Include the line containing "silver car listed here." and every line after it up to the end of the material below; reproduce them exactly and drop the pictures.

>> Start Given records

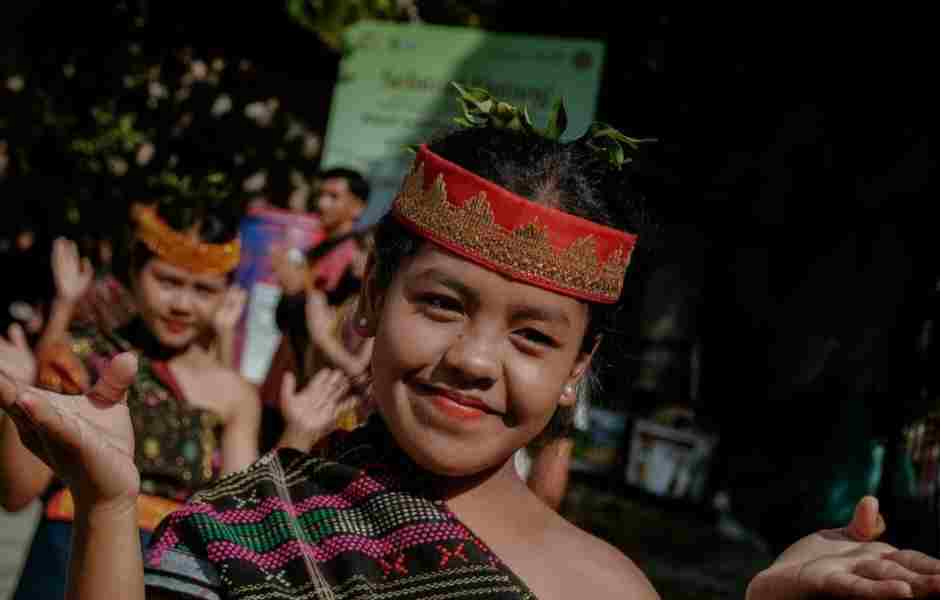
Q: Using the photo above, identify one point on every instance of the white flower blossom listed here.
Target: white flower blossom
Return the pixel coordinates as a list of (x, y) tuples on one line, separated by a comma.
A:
[(222, 105), (256, 182), (117, 165), (145, 153), (260, 113), (199, 69)]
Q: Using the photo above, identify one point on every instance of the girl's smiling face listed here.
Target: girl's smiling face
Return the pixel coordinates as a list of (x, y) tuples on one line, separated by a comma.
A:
[(176, 304), (469, 365)]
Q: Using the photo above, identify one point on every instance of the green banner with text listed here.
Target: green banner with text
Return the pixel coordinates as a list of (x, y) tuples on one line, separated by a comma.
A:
[(394, 89)]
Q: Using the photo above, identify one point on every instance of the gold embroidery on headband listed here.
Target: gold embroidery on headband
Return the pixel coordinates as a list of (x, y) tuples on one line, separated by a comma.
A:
[(182, 250), (525, 251)]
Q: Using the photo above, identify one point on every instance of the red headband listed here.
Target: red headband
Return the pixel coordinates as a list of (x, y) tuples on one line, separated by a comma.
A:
[(489, 225)]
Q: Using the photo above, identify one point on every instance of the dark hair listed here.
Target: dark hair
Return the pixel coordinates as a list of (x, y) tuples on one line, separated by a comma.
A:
[(357, 183), (216, 225), (568, 176)]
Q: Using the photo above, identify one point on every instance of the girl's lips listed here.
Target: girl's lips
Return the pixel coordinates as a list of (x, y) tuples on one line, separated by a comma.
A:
[(454, 403), (455, 409), (175, 326)]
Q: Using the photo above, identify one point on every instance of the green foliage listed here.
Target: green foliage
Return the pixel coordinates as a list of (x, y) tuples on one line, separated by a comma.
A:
[(482, 109)]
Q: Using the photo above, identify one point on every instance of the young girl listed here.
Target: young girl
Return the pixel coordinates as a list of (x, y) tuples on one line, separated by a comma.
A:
[(489, 290), (187, 410)]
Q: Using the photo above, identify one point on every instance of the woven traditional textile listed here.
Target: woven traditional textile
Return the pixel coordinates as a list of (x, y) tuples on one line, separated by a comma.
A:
[(298, 527)]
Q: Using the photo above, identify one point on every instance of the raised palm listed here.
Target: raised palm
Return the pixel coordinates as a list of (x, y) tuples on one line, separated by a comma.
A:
[(73, 275), (16, 358), (87, 440)]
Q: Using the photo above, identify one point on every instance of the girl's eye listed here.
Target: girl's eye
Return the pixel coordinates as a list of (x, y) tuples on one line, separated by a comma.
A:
[(537, 337), (440, 303)]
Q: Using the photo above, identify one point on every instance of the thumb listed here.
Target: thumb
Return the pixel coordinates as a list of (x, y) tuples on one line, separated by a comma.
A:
[(18, 337), (87, 270), (867, 523), (288, 387), (116, 378)]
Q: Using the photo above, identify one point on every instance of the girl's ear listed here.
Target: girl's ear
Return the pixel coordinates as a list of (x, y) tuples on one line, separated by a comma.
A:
[(370, 301), (569, 395)]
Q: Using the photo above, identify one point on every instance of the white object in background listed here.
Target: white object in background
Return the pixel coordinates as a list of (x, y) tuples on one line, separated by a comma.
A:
[(261, 333)]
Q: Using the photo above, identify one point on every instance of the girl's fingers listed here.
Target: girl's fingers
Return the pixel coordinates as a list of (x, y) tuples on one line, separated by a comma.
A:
[(116, 378)]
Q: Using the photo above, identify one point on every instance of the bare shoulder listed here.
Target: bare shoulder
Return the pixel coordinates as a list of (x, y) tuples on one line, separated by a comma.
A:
[(611, 573)]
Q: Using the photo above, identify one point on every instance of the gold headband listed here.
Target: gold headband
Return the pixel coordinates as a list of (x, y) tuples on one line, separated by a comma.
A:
[(181, 250)]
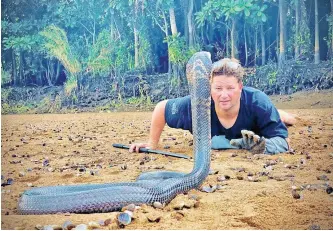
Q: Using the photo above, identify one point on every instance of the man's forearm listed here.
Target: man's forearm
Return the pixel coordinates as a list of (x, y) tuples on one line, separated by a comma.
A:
[(157, 124)]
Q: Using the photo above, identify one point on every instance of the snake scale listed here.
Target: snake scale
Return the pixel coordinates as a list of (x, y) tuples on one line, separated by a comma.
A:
[(149, 187)]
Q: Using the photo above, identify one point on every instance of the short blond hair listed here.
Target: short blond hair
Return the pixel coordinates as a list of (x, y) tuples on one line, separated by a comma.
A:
[(228, 67)]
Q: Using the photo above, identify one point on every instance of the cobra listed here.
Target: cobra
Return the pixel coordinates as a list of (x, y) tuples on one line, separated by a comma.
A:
[(149, 187)]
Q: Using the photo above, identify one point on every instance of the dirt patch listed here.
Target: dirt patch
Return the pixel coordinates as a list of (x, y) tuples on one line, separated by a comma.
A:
[(54, 149)]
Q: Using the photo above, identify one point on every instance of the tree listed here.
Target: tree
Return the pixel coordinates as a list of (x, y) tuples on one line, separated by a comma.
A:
[(317, 51), (282, 15)]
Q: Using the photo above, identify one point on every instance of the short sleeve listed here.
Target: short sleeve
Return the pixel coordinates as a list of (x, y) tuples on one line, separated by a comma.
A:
[(178, 113), (267, 117)]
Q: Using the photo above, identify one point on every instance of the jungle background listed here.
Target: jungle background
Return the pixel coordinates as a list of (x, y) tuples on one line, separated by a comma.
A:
[(108, 55)]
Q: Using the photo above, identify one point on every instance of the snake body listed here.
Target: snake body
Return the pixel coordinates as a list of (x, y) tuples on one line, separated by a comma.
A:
[(149, 187)]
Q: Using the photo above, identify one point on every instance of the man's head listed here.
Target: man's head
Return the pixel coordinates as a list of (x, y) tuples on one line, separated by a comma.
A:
[(228, 67), (226, 83)]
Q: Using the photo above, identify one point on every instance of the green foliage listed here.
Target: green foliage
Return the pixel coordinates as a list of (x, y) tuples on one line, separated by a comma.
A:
[(5, 77), (70, 85), (215, 10), (18, 108), (179, 53), (56, 45), (272, 77)]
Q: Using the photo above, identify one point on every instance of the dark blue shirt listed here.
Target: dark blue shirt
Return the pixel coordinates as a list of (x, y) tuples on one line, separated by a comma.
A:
[(257, 113)]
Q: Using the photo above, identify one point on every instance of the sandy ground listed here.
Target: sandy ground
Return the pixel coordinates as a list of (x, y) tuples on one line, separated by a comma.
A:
[(72, 142)]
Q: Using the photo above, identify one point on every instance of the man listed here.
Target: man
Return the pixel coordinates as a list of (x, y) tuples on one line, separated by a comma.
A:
[(242, 117)]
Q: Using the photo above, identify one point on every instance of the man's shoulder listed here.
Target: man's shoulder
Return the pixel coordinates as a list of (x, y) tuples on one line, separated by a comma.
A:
[(255, 99)]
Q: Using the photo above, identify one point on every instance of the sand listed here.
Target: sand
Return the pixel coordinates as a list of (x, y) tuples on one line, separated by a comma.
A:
[(71, 142)]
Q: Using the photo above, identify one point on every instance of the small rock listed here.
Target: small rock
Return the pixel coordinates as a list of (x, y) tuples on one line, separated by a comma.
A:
[(81, 227), (208, 189), (223, 178), (107, 221), (130, 207), (39, 227), (21, 174), (295, 194), (46, 163), (189, 203), (154, 217), (93, 225), (314, 227), (240, 177), (48, 227), (213, 172), (124, 218), (158, 205), (322, 177), (66, 225), (193, 197), (123, 166)]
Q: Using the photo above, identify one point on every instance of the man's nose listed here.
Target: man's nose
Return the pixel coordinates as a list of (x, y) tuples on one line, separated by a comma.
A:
[(223, 94)]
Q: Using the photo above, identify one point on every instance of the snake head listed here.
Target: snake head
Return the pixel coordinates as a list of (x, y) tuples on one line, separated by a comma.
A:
[(199, 66)]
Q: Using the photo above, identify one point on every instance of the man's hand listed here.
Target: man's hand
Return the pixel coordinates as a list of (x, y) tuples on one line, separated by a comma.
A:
[(250, 141)]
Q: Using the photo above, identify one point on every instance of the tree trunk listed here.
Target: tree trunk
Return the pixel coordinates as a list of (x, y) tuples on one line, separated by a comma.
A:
[(173, 24), (317, 52), (14, 71), (297, 11), (245, 45), (256, 46), (21, 71), (227, 44), (282, 55), (331, 30), (136, 37), (136, 48), (263, 45), (190, 24), (186, 27), (234, 50)]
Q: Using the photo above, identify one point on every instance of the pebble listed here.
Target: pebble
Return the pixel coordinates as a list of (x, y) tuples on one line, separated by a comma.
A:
[(93, 225), (39, 227), (66, 225), (314, 227), (130, 207), (158, 205), (124, 218), (193, 197), (107, 221), (21, 174), (81, 227), (213, 172), (223, 178), (46, 163), (295, 194), (129, 213), (322, 177), (154, 217), (123, 166), (208, 189)]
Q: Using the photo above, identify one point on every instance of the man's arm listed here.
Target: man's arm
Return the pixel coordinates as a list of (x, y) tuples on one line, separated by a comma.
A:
[(156, 128)]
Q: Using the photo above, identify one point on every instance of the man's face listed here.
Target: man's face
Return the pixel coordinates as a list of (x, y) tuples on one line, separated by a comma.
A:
[(226, 91)]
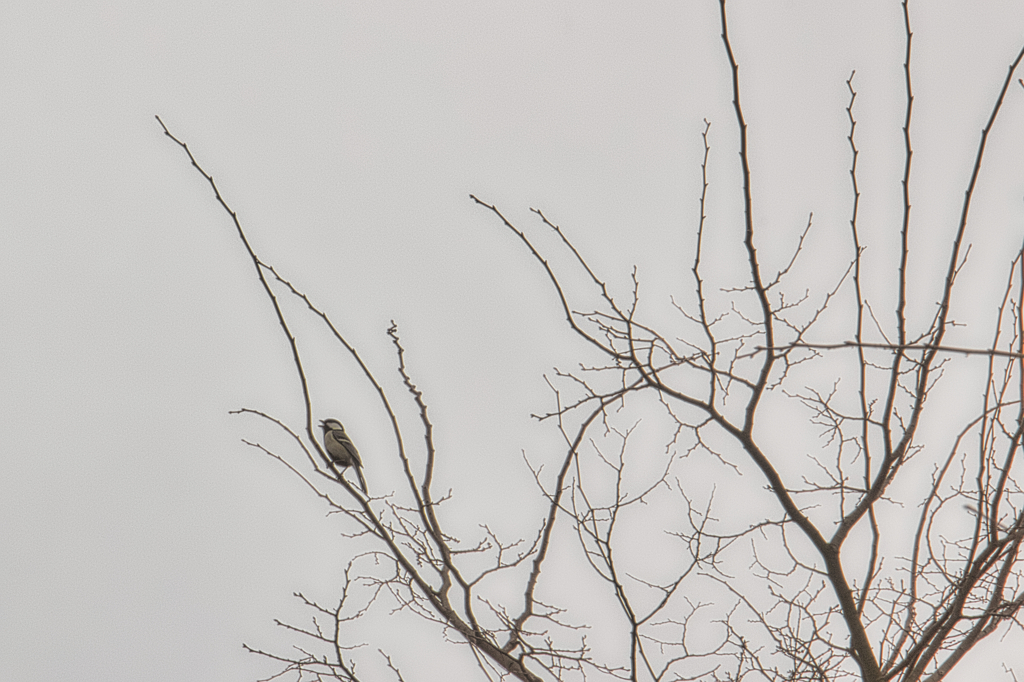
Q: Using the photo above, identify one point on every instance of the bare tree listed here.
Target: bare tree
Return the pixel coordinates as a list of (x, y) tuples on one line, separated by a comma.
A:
[(887, 552)]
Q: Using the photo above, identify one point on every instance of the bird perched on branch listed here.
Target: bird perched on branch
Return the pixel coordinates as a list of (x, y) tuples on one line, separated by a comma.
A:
[(340, 449)]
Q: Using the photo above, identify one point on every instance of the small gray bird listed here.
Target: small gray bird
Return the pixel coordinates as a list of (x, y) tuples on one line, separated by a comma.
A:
[(340, 449)]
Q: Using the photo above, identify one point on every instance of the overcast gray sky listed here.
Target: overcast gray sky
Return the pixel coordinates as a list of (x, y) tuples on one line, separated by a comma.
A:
[(139, 539)]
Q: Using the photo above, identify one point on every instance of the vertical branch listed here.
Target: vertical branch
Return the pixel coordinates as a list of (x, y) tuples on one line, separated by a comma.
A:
[(752, 254)]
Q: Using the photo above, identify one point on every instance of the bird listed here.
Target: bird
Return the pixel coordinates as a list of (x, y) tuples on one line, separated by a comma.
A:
[(341, 450)]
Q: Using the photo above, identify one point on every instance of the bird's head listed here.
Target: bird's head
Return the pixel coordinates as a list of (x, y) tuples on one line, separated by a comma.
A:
[(331, 425)]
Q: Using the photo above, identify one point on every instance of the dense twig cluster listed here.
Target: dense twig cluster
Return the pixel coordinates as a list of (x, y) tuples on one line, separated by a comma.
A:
[(818, 588)]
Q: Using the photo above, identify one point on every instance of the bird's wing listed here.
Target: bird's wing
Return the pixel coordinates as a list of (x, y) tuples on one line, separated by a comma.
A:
[(342, 438)]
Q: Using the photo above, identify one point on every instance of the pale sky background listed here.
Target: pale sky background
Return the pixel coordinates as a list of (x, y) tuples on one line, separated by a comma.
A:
[(139, 538)]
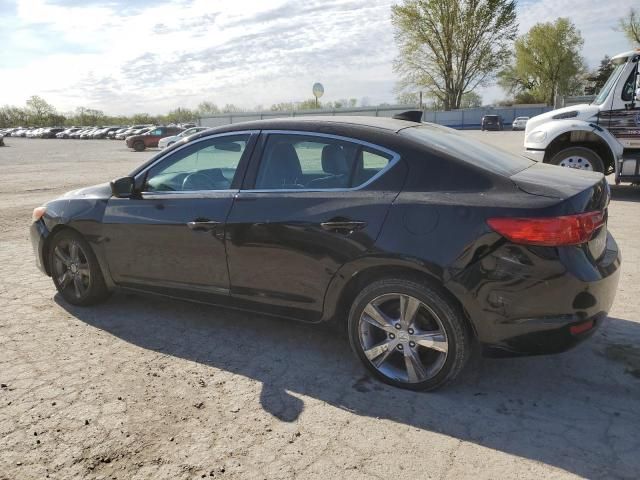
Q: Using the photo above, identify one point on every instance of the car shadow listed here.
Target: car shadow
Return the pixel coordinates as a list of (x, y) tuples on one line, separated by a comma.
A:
[(577, 411), (625, 193)]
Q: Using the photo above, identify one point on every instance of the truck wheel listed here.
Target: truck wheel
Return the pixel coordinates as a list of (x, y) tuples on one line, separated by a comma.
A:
[(581, 158)]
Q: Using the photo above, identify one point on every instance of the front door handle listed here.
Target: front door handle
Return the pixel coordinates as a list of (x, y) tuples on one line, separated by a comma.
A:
[(343, 226), (203, 225)]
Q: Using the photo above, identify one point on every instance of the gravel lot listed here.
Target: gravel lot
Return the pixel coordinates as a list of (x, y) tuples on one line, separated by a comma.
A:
[(142, 387)]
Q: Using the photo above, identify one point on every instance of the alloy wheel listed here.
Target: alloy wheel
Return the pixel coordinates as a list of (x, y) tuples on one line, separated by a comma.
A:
[(71, 268), (403, 338), (578, 162)]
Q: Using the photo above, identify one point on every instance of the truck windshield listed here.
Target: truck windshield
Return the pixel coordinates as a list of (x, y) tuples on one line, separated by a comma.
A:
[(604, 93)]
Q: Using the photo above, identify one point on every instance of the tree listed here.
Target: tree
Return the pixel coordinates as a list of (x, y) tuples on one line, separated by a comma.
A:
[(180, 115), (599, 77), (207, 108), (39, 110), (631, 26), (547, 62), (450, 47)]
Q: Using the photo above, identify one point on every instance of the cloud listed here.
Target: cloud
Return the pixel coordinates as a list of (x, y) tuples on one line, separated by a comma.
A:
[(126, 56)]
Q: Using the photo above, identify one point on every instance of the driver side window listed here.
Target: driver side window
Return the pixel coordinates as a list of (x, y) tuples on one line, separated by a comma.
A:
[(206, 165)]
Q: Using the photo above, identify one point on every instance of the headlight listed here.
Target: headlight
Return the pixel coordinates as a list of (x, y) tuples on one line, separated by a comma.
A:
[(537, 136), (38, 213)]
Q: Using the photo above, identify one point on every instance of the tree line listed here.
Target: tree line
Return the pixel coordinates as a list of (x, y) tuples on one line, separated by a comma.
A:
[(448, 48), (37, 112)]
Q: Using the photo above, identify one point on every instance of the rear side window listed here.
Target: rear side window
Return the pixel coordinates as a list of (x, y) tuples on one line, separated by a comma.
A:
[(449, 142), (304, 162)]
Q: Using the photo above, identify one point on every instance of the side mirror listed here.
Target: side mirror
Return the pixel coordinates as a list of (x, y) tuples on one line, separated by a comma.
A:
[(123, 187)]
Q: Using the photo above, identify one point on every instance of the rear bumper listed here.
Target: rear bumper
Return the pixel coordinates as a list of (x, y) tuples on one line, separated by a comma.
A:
[(525, 300)]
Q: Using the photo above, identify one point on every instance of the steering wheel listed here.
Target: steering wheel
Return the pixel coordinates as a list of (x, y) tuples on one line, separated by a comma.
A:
[(196, 181)]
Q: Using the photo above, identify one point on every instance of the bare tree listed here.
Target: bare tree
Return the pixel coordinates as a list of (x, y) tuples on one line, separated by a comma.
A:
[(450, 47)]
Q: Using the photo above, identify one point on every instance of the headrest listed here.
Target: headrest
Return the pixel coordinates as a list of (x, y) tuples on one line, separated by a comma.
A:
[(334, 160)]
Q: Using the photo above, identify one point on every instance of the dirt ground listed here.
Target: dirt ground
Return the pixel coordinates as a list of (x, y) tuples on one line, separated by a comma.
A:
[(142, 387)]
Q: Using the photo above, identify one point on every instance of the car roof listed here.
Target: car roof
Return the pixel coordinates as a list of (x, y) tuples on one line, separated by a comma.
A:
[(311, 122)]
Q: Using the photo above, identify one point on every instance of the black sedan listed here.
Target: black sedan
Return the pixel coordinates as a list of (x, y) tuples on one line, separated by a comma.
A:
[(416, 239)]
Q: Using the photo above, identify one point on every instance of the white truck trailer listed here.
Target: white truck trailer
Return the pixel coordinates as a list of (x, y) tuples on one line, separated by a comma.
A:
[(603, 136)]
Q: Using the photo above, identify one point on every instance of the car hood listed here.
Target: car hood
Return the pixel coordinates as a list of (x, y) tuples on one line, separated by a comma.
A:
[(101, 191), (584, 112)]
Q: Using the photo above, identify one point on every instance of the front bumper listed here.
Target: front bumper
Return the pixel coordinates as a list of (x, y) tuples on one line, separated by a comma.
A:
[(525, 300), (39, 233)]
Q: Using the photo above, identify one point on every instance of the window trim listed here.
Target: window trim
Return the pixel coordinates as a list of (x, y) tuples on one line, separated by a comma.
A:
[(264, 136), (141, 177)]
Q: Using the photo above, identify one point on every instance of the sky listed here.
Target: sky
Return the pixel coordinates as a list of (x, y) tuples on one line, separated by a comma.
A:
[(131, 56)]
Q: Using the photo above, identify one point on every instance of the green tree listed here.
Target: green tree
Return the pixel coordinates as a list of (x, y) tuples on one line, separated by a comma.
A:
[(39, 110), (599, 76), (630, 25), (547, 62), (207, 108), (450, 47), (471, 100), (180, 115)]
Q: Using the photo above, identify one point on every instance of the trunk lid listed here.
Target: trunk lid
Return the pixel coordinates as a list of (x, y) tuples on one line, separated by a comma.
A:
[(578, 191)]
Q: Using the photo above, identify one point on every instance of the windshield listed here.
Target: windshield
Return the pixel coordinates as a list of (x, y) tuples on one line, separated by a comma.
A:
[(604, 93), (450, 142)]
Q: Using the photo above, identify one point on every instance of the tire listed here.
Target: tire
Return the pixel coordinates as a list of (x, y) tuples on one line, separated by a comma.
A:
[(582, 157), (392, 348), (77, 276)]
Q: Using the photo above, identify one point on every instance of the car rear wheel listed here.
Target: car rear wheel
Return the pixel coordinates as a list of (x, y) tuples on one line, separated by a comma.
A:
[(409, 334), (75, 270), (581, 158)]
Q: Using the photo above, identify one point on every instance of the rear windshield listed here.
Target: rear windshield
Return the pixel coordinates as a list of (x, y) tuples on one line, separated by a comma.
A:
[(474, 152)]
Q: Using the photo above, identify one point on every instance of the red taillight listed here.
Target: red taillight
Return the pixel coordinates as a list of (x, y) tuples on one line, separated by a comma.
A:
[(549, 231)]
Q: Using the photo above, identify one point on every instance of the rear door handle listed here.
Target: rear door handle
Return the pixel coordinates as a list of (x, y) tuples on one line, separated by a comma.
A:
[(343, 226), (203, 225)]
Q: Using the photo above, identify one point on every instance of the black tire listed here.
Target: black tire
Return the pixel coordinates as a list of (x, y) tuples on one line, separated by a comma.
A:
[(61, 260), (577, 155), (451, 319)]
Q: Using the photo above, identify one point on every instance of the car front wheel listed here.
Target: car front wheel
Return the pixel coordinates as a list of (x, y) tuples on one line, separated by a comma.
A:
[(409, 334), (75, 269)]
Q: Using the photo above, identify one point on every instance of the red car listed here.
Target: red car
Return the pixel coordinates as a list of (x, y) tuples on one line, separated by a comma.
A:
[(151, 138)]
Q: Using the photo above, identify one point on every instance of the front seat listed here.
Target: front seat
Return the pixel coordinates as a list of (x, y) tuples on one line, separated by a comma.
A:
[(334, 162), (282, 169)]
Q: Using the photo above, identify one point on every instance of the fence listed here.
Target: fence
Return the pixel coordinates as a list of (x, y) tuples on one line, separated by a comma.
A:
[(462, 119)]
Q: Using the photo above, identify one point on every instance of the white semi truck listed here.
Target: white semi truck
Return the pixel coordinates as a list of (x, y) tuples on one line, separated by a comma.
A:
[(603, 136)]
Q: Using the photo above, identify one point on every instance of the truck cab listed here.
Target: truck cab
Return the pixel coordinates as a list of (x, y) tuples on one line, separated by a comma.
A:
[(603, 136)]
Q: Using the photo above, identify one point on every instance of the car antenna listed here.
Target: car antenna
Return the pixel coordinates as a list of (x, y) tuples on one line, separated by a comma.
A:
[(409, 115)]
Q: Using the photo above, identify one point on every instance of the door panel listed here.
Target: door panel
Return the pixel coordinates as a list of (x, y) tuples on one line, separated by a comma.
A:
[(150, 242), (171, 236), (284, 248)]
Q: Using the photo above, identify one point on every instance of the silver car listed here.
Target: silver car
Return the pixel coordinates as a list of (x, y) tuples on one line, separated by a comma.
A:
[(168, 141)]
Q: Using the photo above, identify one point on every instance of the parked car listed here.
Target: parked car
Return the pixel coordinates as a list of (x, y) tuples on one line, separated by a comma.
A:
[(520, 123), (168, 141), (134, 130), (342, 219), (492, 122), (67, 133), (112, 134), (151, 138)]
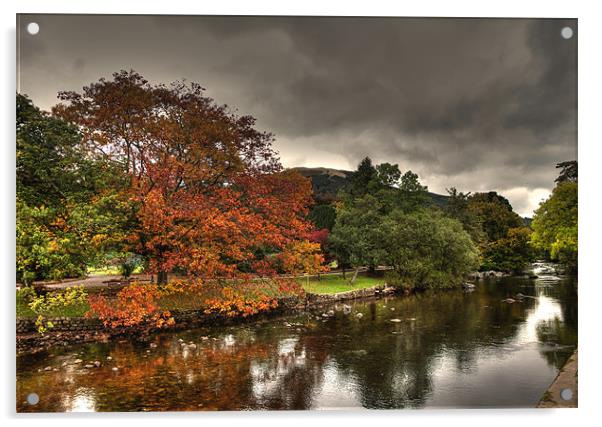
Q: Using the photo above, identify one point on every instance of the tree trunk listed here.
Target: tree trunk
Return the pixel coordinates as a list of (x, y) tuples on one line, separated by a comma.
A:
[(357, 270), (162, 278)]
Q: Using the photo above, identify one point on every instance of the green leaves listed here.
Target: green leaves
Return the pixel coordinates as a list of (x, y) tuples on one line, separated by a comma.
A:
[(555, 228)]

>> End Given records

Answer to the task:
Q: Using the photo above, identify one point on every instance of the silver car listed here.
Target: silver car
Return the pixel coordinates as a list of (x, y) tuples on one line, separated by a comma.
A:
[(168, 141)]
Q: Using the photo above, identify one point on every instance of the parked car listed here.
Target: parked car
Return the pixel coordinates as a list of (x, y) tuples on one line, separated by a comma.
A:
[(520, 123), (168, 141), (134, 130), (342, 219), (492, 122), (67, 133), (112, 134), (151, 138)]
Q: Using the photo above, identify one point on every instance of the tree trunk listed here.
Target: tree trunk
Return the pixel coordinates as a list of (x, y) tuples on one line, separated by a comma.
A:
[(357, 270), (162, 278)]
Q: Using the photo above, identify one point on every instance of the green leaves listed here.
Target: green leaves
Return the pixel coordinates as a list of (x, y) tuples on one line, separated by a comma.
A:
[(555, 228)]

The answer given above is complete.